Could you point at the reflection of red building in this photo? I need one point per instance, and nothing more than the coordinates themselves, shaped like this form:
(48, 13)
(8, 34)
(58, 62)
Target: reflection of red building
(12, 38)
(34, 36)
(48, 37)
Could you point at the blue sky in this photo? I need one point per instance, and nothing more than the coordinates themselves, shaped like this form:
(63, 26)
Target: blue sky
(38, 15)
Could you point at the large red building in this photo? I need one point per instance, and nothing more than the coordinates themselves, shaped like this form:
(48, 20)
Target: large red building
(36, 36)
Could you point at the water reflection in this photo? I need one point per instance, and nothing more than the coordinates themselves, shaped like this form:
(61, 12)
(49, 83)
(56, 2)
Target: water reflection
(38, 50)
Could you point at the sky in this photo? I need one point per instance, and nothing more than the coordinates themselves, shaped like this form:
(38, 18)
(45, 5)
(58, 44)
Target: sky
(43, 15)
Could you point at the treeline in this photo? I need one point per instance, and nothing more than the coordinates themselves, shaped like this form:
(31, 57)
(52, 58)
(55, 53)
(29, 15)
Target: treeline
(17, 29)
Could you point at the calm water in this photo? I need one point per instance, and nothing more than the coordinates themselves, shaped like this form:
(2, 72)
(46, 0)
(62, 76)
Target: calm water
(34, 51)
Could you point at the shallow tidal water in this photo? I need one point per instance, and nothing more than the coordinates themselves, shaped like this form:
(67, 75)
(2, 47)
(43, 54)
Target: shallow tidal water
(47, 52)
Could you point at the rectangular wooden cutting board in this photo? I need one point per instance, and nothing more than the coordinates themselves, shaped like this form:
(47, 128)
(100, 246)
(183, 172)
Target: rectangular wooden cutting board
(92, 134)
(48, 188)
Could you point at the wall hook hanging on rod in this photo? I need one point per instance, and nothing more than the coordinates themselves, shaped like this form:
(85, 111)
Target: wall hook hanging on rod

#####

TO DO
Set down each record above without changing a single word.

TASK OUTPUT
Could you point at the reflection of red building in this photo? I need one point per instance, and nothing more than the coordinates themselves, shaped like this form:
(48, 13)
(8, 34)
(58, 62)
Target: reflection of red building
(12, 38)
(34, 36)
(48, 37)
Could you point at the blue sky in this photo? I need one point per instance, and nothing more than the coordinates themselves, shaped like this form:
(63, 26)
Target: blue sky
(38, 15)
Could you point at the large red building in this photo? I need one point per instance, and nothing more than the coordinates themselves, shaped like this form:
(48, 20)
Target: large red building
(36, 36)
Could you point at the water reflection in this photo? I need one point per instance, and nothing more than the coordinates themselves, shaped like this form:
(61, 12)
(49, 83)
(56, 2)
Target: water reflection
(38, 50)
Could you point at the sky in this photo? I need one point per instance, and nothing more than the coordinates themselves, shaped like this form:
(38, 18)
(45, 5)
(58, 44)
Target: sky
(43, 15)
Could you point at the treeline in this photo? I need one point per instance, and nothing more than the coordinates themselves, shaped like this form:
(31, 57)
(52, 58)
(55, 53)
(29, 15)
Target: treeline
(17, 29)
Could you point at the calm water in this photo? I need one point per instance, and nothing more than the coordinates themselves, shaped like this form:
(2, 72)
(46, 0)
(62, 76)
Target: calm water
(34, 51)
Could you point at the shallow tidal water in this photo? I need one point per instance, and nothing more than the coordinates themselves, shaped like this form:
(67, 75)
(2, 47)
(43, 54)
Target: shallow tidal water
(47, 52)
Could you point at the rectangular wooden cutting board in this photo? I need one point per instance, and nothing more than the coordinates themselves, shaped like this form:
(47, 128)
(100, 246)
(183, 172)
Target: rectangular wooden cutting board
(92, 134)
(48, 188)
Could you point at the wall hook hanging on rod in this photo? I need one point per instance, and nothing more than the coordinates themselves, shaped like this form:
(85, 111)
Target: wall hook hanging on rod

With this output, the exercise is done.